--- Start ---
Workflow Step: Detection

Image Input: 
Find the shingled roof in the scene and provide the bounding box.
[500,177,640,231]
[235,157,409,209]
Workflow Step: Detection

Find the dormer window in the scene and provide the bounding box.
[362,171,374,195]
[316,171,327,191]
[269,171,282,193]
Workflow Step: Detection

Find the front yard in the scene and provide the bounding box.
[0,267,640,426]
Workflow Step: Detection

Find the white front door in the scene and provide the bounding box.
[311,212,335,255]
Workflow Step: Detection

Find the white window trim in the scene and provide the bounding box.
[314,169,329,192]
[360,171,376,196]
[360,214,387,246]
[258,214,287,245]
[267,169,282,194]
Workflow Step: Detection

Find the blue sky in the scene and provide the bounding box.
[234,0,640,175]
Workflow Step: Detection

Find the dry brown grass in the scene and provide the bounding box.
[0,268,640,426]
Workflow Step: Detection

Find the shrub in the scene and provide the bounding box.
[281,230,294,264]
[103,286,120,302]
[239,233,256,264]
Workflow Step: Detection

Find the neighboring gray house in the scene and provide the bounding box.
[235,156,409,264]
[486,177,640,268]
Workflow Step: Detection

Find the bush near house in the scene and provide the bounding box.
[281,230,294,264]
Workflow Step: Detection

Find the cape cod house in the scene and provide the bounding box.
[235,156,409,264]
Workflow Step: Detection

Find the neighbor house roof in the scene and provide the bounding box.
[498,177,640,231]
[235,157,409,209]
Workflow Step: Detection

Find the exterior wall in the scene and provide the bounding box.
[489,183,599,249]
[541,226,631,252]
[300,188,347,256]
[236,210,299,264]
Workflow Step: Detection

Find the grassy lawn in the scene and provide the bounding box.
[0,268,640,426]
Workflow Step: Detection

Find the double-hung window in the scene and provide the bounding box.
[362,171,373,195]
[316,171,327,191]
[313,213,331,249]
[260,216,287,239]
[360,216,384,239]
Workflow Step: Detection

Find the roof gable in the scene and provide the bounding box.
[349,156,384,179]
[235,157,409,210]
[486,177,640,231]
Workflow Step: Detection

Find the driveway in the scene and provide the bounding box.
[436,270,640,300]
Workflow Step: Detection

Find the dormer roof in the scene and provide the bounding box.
--- End ---
* _Exercise directions_
Copy the whole listing above line for line, with no changes.

* _Task response_
Workflow Step: Detection

Image Input: 
Find the shingled roof in the scene and provide the bounding box.
[500,177,640,231]
[235,157,409,209]
Workflow Step: Detection

Find the dormer window in the scene and provide the bounding box.
[362,171,374,195]
[316,171,327,191]
[269,171,282,193]
Workflow Step: Detection

Find the front yard in the scene and provide the bounding box.
[0,267,640,426]
Workflow Step: Detection

Find the white front door in the scene and provide the bounding box.
[311,212,335,255]
Workflow Step: Detection

Find the white window trim in the scene and provide the bounding box.
[314,169,329,192]
[360,171,376,196]
[360,214,387,246]
[258,214,287,245]
[267,169,282,194]
Workflow Step: Detection

Find the blue sky in the scene and provide the bounding box.
[234,0,640,175]
Workflow Step: Detection

Find the dry brown grass in the scene and provide the bounding box.
[0,268,640,426]
Workflow Step: Detection

Find the shrub in the scene and provide the bounding box.
[281,230,294,264]
[103,286,120,302]
[239,233,256,264]
Workflow Step: Detection

Find the neighboring gray house in the scene and provide the bounding box.
[235,156,409,264]
[486,177,640,268]
Workflow Step: Detection

Find the bush near house in the scene and provide the bounding box.
[281,230,294,264]
Workflow Step: Detection

Find the cape cod house in the scene and provide the bounding box.
[235,156,409,264]
Workflow Step: Detection

Find the neighbor house roof in the scene and provide the bounding box.
[498,177,640,231]
[235,157,409,209]
Workflow Step: Detection

Find the exterior wall in the scene and provide the bounding box.
[489,183,599,249]
[541,226,631,252]
[300,188,347,256]
[236,210,299,264]
Workflow Step: Detection

Find the grassy lawn in the scene and provide the bounding box.
[0,268,640,426]
Workflow Step: Detection

Find the double-hung window in the scene and provide the bounding box.
[362,171,373,195]
[316,171,327,191]
[313,213,331,249]
[260,216,287,239]
[360,216,384,239]
Workflow Step: Detection

Find the roof gable in the scene and provide the bounding box.
[349,156,384,179]
[235,157,409,210]
[486,177,640,231]
Workflow Step: Detection

Find the driveway in the scene and provide the bounding box.
[436,270,640,300]
Workflow Step: Detection

Find the dormer roof in the scene and provide the bounding box.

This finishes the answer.